/---

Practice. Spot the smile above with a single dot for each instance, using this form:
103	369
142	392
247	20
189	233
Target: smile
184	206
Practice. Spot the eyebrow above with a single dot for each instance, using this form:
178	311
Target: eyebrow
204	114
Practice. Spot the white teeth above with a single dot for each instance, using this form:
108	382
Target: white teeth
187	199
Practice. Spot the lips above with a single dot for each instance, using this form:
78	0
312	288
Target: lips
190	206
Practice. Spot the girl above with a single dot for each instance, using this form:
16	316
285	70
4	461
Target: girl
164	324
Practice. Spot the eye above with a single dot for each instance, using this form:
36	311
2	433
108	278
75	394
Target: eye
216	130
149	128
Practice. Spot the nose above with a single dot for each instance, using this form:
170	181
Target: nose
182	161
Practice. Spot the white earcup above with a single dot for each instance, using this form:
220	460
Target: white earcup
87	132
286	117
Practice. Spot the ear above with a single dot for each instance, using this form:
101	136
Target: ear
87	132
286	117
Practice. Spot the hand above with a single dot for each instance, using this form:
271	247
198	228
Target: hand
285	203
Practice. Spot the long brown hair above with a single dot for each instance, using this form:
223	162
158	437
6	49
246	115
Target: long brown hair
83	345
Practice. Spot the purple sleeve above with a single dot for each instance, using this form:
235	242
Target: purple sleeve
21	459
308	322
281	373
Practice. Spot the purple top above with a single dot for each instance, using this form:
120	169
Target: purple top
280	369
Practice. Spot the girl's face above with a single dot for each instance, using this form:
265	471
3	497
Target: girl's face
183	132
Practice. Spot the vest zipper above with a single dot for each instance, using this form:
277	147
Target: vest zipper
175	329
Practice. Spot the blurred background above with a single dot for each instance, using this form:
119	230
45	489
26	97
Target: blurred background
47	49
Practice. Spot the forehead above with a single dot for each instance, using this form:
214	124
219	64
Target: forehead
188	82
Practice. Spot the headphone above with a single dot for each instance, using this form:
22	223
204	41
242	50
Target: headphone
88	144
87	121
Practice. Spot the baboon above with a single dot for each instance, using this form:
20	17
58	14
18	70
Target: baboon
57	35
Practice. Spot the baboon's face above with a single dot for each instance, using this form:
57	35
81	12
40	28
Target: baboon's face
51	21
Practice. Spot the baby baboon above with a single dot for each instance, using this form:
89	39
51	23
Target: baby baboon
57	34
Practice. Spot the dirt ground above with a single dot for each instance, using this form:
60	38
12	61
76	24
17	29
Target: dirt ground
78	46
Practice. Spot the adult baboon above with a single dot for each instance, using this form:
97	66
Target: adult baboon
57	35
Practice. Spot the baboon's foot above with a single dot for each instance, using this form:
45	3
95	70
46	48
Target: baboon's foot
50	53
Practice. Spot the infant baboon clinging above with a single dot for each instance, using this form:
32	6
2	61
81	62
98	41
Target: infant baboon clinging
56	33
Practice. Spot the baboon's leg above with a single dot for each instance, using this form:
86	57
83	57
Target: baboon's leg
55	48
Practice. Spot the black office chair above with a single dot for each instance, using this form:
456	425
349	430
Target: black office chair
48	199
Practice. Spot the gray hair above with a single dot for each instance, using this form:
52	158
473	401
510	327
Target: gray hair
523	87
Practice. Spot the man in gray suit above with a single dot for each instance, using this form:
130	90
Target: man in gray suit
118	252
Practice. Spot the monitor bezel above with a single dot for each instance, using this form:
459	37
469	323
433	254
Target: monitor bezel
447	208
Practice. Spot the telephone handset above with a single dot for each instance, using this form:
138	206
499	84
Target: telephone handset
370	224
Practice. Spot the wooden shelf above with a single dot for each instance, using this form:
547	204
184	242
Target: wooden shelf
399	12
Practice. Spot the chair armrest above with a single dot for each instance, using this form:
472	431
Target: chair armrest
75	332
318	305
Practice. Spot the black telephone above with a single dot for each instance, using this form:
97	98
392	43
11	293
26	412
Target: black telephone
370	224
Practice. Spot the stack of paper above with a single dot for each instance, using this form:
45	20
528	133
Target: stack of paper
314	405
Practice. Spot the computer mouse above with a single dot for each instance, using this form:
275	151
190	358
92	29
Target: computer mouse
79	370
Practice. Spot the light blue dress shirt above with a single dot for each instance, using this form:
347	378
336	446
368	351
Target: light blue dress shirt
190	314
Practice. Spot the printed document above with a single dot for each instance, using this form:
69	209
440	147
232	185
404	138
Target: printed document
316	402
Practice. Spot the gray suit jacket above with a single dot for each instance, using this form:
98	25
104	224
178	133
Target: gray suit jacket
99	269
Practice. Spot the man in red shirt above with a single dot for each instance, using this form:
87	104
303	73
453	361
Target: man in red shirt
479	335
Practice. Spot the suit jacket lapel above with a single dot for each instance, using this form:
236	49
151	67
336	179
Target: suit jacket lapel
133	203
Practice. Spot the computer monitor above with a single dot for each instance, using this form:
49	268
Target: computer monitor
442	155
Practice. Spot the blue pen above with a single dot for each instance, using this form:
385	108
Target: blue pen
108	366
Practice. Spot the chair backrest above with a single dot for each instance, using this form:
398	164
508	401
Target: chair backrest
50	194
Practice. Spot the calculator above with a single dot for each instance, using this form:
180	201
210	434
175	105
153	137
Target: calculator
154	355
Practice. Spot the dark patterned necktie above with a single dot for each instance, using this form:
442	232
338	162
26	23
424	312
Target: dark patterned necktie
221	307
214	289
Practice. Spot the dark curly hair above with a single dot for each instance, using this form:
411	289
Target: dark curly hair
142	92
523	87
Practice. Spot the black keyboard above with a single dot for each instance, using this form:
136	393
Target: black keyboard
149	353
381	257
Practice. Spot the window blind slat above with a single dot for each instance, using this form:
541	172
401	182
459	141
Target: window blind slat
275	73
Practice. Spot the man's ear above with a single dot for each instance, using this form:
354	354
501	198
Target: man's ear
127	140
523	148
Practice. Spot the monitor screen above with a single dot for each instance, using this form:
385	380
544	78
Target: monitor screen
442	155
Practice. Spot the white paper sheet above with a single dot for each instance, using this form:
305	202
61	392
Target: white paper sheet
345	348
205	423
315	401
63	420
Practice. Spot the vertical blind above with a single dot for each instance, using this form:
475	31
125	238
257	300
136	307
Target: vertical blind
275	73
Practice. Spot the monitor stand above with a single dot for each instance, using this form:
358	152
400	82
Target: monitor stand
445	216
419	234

\---
/---

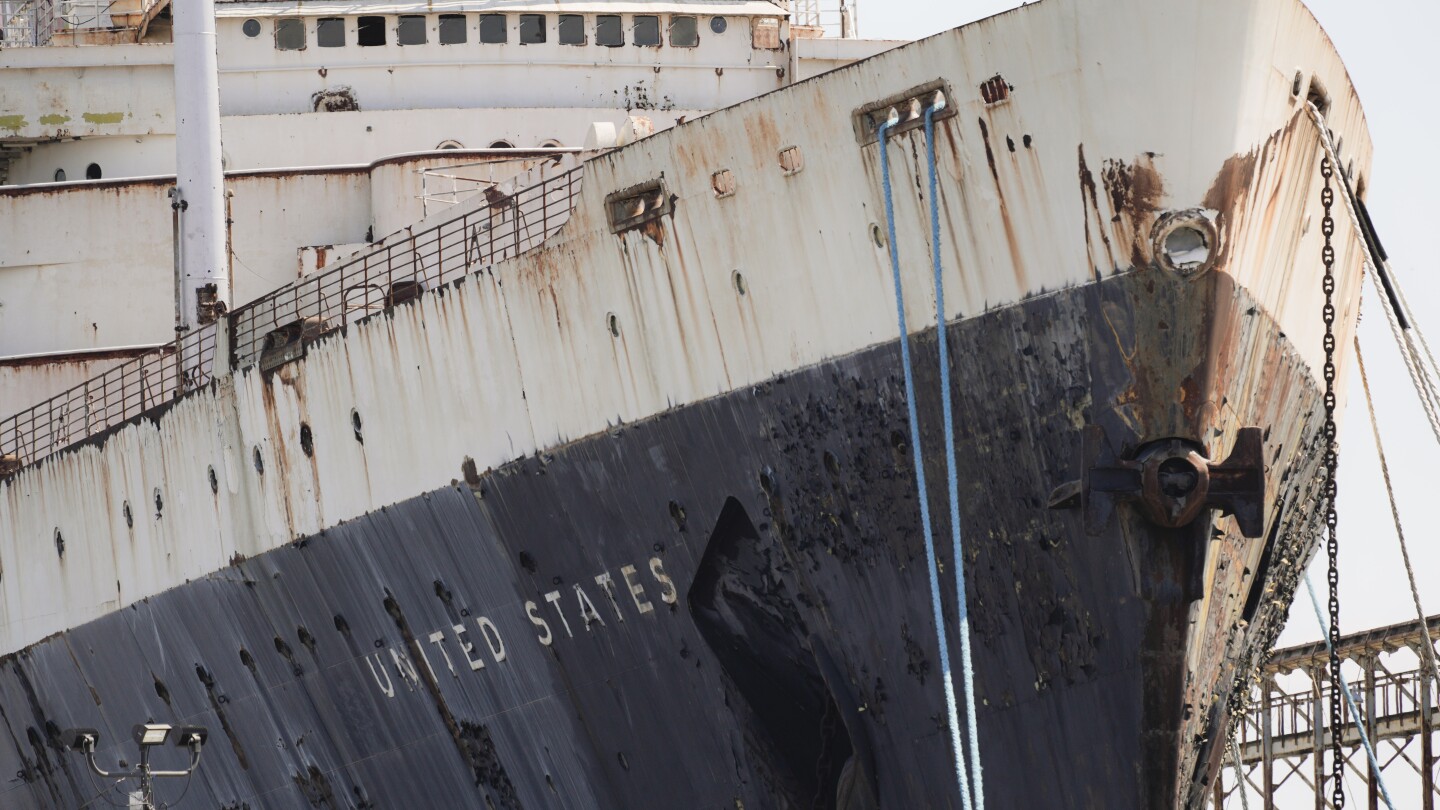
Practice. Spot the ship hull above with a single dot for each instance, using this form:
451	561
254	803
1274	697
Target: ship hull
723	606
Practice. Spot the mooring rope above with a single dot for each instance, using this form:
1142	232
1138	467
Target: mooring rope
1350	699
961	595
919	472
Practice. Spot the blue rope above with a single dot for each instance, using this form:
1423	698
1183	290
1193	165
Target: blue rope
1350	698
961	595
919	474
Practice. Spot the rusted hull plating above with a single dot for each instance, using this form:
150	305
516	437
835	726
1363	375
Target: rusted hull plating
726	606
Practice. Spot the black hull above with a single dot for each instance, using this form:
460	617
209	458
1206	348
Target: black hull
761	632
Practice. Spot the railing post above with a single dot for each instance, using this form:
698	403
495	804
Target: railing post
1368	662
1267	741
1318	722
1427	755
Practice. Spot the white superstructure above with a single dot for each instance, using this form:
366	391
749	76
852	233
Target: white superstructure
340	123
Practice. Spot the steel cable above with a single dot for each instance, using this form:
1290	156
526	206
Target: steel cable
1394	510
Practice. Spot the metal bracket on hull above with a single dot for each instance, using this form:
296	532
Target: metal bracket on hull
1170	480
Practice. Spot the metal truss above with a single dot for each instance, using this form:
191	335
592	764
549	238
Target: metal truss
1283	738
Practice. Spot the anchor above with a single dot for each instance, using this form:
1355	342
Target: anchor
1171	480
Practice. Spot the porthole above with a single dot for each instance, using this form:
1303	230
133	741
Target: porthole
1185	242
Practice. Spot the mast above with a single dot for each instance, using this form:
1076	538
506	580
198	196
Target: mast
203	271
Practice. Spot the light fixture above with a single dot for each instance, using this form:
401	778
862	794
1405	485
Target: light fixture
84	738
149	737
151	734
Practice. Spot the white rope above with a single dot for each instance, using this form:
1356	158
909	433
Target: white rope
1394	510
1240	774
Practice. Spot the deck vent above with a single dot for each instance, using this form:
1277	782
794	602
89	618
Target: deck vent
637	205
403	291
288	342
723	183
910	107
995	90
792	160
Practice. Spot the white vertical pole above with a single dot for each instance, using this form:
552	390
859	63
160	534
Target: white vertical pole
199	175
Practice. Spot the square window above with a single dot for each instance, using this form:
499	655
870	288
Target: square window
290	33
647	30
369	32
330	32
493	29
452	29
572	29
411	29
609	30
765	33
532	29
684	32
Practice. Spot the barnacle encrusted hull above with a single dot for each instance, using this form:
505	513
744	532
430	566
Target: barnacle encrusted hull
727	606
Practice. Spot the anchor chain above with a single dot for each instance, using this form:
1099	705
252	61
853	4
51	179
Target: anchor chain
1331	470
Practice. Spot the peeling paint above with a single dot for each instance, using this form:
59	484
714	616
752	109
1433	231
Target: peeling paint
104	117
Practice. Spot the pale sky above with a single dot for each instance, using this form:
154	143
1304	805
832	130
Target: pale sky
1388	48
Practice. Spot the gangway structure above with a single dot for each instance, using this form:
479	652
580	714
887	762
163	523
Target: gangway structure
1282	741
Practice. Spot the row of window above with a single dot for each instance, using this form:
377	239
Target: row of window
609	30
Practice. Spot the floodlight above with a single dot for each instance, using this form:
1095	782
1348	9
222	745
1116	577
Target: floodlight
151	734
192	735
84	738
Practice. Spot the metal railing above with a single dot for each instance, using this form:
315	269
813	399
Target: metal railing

\---
/---

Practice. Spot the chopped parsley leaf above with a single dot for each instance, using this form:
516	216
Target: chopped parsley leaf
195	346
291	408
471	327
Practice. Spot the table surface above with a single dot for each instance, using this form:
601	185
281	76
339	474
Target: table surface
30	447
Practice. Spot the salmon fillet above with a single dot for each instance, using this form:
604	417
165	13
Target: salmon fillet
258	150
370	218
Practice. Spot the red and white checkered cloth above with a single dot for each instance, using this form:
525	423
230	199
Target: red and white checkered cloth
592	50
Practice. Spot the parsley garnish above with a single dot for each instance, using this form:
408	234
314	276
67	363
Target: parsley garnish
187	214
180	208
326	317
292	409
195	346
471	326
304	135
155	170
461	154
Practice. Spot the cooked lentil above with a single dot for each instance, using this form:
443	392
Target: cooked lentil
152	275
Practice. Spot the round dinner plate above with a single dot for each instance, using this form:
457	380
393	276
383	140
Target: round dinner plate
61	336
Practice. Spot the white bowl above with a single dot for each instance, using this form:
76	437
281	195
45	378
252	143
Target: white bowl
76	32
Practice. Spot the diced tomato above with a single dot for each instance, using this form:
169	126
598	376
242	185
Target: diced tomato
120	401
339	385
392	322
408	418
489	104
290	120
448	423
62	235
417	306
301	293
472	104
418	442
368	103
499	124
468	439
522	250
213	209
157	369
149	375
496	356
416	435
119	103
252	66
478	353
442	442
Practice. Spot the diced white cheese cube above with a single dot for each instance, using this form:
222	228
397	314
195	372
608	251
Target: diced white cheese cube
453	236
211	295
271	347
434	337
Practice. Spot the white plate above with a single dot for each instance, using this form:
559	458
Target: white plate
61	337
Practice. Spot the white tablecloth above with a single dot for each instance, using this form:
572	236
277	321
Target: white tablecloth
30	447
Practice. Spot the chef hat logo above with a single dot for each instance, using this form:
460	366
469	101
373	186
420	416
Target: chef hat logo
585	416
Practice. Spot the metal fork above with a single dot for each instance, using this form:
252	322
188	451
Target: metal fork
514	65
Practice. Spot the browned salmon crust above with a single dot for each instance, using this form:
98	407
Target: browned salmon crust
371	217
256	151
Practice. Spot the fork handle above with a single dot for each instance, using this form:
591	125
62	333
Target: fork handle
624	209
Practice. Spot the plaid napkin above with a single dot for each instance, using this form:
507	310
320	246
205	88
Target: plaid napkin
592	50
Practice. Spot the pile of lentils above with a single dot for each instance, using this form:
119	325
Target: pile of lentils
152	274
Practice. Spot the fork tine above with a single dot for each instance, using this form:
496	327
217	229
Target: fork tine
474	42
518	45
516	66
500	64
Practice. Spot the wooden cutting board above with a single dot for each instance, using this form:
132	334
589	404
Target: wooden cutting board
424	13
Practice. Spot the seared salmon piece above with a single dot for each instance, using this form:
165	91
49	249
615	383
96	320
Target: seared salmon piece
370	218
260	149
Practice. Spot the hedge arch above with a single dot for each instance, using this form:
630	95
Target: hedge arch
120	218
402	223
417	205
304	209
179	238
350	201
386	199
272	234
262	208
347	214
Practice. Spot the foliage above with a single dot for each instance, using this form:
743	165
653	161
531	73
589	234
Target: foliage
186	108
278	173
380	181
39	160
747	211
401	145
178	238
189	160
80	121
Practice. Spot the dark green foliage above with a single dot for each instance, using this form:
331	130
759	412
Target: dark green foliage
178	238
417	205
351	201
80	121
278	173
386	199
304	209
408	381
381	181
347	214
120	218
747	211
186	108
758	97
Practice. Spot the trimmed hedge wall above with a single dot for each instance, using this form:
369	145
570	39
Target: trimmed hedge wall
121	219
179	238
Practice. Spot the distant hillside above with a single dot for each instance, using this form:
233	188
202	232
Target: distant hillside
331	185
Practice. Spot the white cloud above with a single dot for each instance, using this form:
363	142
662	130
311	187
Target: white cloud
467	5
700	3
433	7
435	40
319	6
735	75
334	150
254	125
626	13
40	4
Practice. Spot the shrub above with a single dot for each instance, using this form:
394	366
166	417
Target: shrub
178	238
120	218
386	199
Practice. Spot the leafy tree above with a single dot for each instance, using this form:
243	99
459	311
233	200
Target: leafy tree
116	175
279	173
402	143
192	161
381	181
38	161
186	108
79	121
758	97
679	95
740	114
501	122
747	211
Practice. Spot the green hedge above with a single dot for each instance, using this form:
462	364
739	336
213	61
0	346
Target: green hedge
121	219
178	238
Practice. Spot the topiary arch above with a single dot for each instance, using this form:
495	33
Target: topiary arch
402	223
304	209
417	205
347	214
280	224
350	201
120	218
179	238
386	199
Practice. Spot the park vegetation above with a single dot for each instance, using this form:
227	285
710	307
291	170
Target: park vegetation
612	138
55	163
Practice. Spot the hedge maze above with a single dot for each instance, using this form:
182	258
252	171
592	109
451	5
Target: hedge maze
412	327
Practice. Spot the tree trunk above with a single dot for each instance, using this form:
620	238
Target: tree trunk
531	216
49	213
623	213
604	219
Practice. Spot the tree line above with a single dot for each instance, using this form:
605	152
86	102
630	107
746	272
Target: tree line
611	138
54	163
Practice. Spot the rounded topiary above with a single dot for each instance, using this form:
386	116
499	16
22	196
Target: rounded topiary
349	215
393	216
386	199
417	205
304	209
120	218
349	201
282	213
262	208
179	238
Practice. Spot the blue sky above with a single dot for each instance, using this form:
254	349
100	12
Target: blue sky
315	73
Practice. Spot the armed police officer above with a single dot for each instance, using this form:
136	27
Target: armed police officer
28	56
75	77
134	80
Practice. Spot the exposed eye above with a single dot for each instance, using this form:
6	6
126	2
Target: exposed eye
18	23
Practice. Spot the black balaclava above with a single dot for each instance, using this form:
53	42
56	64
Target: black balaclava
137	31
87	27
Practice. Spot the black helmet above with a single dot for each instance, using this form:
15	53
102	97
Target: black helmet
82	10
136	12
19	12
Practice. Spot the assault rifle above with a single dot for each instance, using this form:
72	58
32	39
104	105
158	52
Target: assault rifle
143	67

\---

Your task is to transcribe, with no changes, only the lines of the listing above that lie between the line holding "Practice. Spot the smile" and the line holding "Practice. Spot the white teeth", inclusive.

Practice. Spot the smile above with a single dot for each instance, using this form:
103	369
142	392
247	20
189	233
Target: smile
184	206
Practice. Spot the eyebrow above with a single dot for each instance, using this form:
178	311
Target: eyebrow
204	114
Practice. Spot the white teeth above with a single dot for each instance, using this form:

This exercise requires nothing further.